*Письменное задание A*. Кому, согласно отрывку о комментариях к Тютчеву, принадлежит сожаление о «не оправдавшейся впоследствии закономерности» в отношении российского Царьграда?
*Письменное задание B*. Продолжите отрывок о комментариях к Тютчеву и рецензии С.Г. Бочарова, начав сразу после его последнего предложения.

*Отрывок*.
● ● ● ●

Адекватность комментариев косвенно признается С.Г. Бочаровым неточно использованным словом «апологетический», поскольку в них нет ни восхвалений, ни адвокатских интонаций, ни каких бы то ни было оценочных эпитетов, не говоря уже о превосходных степенях. (Единичный пример субъективной оценки в них оказывается ошибочным, когда рецензент пишет, что «комментатор с сожалением констатирует "не оправдавшуюся впоследствии закономерность"» в отношении российского Царьграда; однако если на самом деле данная констатация относится к комментатору, то сожаление принадлежит А. Ламартину; почему понадобилось соединить две отдельные позиции двух разных лиц в одну - не совсем ясно.) Стало быть, под апологетичностью следует разуметь, видимо, объективность комментариев, первая и главная задача которых - передача по возможности всей полноты и сложности комментируемого автора. Таковы условия жанра.
Однако С.Г. Бочаров полагает, что в комментариях должно присутствовать «проблемное заострение», рассмотрение того, как «злобная ирония истории» поработала с историософскими «грезами» Тютчева, обрушила и перевернула с ног на голову его «прогнозы» и «предсказания». Для заострения прогнозов и предсказаний поэта, если о них говорить не назывательно и описательно, но аналитично, понадобилась бы еще одна «книга», но уже в другом жанре (в комментариях подчеркнуто, что в задачу их автора не входит анализ того, какие пророчества поэта сбылись, какие еще не сбылись и какие сбудутся). Главное же не в этом, а в том, что вся целостная система тютчевской мысли представляет собой, если так можно выразиться, постоянно действующее пророчество, отвечающее на многие, в том числе «заостренные» рецензентом вопросы мировой и отечественной, прошлой и современной истории. Но эта система зачастую не улавливается, не артикулируется и даже сознательно или бессознательно редуцируется по самым разнородным (личностным, мировоззренческим, идеологическим, партийным, групповым - о них здесь не место говорить) пристрастиям, что вольно или невольно приводит к не вытекающим из нее «заострениям».

● ● ● ●

*Выбранные записи*.
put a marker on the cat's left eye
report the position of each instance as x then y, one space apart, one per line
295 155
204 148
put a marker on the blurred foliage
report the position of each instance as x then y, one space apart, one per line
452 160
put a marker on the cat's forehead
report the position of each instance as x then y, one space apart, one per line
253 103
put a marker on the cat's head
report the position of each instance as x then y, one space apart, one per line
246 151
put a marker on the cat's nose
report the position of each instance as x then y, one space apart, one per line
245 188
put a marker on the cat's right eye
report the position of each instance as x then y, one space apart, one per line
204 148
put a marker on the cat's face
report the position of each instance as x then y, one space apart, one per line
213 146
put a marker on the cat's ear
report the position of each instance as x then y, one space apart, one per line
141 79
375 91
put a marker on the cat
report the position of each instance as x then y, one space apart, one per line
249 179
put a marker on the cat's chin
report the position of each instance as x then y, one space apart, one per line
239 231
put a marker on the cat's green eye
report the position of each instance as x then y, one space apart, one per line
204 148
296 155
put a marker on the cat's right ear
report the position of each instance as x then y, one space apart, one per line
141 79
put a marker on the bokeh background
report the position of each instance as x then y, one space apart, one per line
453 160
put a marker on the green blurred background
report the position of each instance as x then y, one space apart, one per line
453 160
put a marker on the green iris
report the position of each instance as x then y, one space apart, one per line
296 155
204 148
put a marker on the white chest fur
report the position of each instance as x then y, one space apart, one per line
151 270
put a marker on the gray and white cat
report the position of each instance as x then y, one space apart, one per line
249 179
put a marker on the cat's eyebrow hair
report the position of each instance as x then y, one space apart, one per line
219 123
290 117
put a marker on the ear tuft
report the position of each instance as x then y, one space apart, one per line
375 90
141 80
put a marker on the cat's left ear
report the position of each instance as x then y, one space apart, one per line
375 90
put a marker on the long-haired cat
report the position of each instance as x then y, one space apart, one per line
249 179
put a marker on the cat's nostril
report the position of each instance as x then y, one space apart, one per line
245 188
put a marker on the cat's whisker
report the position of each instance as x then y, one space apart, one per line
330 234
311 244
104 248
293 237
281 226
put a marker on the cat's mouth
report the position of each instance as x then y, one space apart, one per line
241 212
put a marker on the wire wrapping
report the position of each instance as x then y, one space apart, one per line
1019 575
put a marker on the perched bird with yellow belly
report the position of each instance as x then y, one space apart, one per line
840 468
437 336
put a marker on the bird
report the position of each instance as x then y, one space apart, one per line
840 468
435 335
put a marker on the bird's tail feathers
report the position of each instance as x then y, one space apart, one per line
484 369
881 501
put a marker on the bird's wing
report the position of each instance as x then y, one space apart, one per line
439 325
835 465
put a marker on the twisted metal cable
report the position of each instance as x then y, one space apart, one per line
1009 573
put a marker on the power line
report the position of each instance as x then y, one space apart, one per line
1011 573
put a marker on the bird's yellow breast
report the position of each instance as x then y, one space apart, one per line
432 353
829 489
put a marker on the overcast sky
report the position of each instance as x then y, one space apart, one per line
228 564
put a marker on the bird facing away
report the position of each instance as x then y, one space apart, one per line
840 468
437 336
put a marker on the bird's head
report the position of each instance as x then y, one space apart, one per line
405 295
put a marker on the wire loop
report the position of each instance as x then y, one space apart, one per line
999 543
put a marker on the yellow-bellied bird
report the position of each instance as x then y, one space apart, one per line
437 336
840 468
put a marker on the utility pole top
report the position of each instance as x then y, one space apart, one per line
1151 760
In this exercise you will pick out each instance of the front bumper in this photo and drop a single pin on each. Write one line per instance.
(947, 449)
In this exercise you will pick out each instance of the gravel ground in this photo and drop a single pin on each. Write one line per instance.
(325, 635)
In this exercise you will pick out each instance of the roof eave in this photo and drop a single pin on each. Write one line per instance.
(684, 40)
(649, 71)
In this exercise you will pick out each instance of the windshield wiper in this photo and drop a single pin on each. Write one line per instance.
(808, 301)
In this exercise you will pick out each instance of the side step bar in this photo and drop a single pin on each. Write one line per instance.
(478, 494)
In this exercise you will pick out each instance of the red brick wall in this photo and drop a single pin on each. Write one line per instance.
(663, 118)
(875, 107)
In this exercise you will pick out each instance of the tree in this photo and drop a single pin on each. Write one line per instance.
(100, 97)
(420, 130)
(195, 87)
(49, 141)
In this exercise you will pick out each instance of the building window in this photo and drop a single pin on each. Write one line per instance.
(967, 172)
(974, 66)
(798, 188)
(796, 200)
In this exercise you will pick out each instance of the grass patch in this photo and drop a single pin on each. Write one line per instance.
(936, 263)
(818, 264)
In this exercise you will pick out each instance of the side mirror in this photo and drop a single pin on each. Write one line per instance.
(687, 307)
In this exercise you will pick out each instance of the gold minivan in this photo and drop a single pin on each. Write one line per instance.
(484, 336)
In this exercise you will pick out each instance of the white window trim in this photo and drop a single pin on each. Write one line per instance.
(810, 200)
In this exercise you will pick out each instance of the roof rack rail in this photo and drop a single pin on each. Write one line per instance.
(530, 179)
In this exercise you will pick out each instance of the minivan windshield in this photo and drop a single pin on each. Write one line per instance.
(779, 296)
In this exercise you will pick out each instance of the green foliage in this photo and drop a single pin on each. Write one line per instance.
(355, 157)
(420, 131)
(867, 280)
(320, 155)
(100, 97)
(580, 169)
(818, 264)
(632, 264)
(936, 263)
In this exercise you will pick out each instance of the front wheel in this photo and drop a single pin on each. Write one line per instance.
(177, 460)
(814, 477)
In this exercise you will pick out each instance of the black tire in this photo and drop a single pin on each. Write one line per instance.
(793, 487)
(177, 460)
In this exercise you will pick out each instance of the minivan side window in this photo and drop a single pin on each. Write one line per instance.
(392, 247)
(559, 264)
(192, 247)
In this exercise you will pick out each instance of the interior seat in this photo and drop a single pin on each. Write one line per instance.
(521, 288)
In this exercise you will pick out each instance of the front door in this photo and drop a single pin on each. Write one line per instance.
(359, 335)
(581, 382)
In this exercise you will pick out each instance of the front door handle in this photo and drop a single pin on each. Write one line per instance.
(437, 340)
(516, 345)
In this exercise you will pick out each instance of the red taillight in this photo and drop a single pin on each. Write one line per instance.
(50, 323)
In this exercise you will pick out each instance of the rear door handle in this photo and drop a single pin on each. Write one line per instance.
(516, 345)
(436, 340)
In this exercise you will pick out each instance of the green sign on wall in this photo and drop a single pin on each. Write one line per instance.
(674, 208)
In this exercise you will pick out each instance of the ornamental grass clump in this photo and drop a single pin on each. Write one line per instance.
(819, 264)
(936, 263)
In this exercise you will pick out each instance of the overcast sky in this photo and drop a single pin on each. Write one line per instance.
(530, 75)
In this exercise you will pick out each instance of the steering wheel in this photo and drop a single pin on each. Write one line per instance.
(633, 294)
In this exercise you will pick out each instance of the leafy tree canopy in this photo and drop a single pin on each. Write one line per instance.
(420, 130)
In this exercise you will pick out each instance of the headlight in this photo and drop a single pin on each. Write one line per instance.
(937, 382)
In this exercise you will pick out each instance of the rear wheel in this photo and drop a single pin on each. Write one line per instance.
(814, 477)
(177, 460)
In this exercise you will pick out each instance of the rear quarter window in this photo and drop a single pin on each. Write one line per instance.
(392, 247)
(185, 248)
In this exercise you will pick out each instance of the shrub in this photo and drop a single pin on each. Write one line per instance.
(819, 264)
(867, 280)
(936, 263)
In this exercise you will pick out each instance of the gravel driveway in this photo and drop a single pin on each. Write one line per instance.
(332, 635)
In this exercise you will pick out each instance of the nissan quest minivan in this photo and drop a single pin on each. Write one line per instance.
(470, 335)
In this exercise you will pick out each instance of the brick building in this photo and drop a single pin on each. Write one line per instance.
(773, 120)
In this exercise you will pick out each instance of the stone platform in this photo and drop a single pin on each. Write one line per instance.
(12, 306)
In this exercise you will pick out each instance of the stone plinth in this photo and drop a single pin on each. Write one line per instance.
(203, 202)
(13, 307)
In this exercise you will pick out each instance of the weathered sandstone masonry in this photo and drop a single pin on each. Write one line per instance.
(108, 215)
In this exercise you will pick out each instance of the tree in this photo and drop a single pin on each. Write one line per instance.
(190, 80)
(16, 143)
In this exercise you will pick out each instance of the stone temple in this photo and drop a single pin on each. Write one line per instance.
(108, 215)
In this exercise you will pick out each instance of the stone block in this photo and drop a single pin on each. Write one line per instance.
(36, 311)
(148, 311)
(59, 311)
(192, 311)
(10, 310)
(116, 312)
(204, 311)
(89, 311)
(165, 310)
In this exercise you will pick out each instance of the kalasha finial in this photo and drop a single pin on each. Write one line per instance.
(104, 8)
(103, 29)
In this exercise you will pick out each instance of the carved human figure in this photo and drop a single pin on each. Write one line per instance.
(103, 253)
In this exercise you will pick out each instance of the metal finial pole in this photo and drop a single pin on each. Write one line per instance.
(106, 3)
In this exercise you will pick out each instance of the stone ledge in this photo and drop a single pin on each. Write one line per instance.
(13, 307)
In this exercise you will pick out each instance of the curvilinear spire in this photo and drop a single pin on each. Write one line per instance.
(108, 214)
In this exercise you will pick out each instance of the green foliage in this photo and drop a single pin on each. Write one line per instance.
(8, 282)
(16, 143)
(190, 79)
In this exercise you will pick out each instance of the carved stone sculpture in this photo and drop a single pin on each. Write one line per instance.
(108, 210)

● ● ● ●

*Ожидаемый ответ A*. А. Ламартину.

*Ожидаемый ответ B*.
Вот и С.Г. Бочаров считает необходимым восполнить единственный, сформулированный им, пробел в комментариях - отсутствие «критического взгляда на тютчевскую систему мысли». При этом содержательный анализ ни составных частей системы (или хотя бы намеченной иерархии ее элементов), ни фундаментальных законов ее автора, им над собою признанных, по которым его и должно судить, словно не предполагается, не допускается. Более того, широкий горизонт и одновременно конкретно-предметный религиозный, антропологический, историософский (с «борьбой во всем ее исполинском объеме и развитии») текст и контекст в построениях поэта сокращаются до обозначения политико-идеологических проблем и констатации русско-советских и имперско-революционных метаморфоз отечественной истории, внутренние закономерности которых как раз и предсказаны им, но не замечаются рецензентом.
С.Г. Бочаров сравнивает публицистику Тютчева «с одной разветвленной мыслью, в которой есть звено центральное, тезис самый остро-ответственный, и этот тезис - "Россия и Революция"». Выделение из всей цепи, т.е. системы, одного звена, пусть сколь угодно важного и в каком-то отношении центрального, но составляющего лишь часть, которая не заменяет целого, а получает от места в нем свое истинное значение и подлинный смысл, можно уподобить сосредоточенности не на целом дереве «разветвленной мысли» поэта, а на ее самой крупной, бросающейся в глаза с определенной точки зрения, ветви, чье истинное или ложное цветение или увядание на том или ином этапе роста анализируется безотносительно почвы, корней, ствола, движения соков, окружающей среды... Своеобразный редукционизм очевиден и в выводе С.Г. Бочарова, что поэтическо-футурологические вопрошания о судьбе «Русской звезды», «русского моря» и «славянских ручьев» исчерпывают историософию Тютчева. Два места из русской поэзии вбирают в себя вопросы, заданные историософией Тютчева и, надеемся, историей «окончательно» нерешенные. Одно - из Пушкина:
Славянские ль ручьи сольются в русском море?
Оно ль иссякнет? Вот вопрос.
Второе из Тютчева:
Ты долго ль будешь за туманом
Скрываться, Русская звезда,
Или оптическим обманом
Ты обличишься навсегда?
Вот вопрос.
Однако историософией Тютчева заданы и вбирают в себя и другие, более фундаментальные вопросы, по отношению к которым этнические, этатистские или панславистские проблемы, не покрывающие всей системы его мысли, занимают подчиненное положение. Здесь вспоминаются слова И.В. Киреевского, что малейшее отклонение в прицеле кладет пулю в другую мету. Отклонение в прицеле укорачивающей и смещающей методологии (с цепи на звено, с дерева на ветвь, с целого на часть, с абсолютного на относительное, иерархически первостепенного на второстепенное) меняет перспективу всей системы, создает «оптический обман», приводит к не совсем верным умозаключениям об ущербности или непрозорливости «планов», прогнозов, «проектов» или «предсказаний» поэта.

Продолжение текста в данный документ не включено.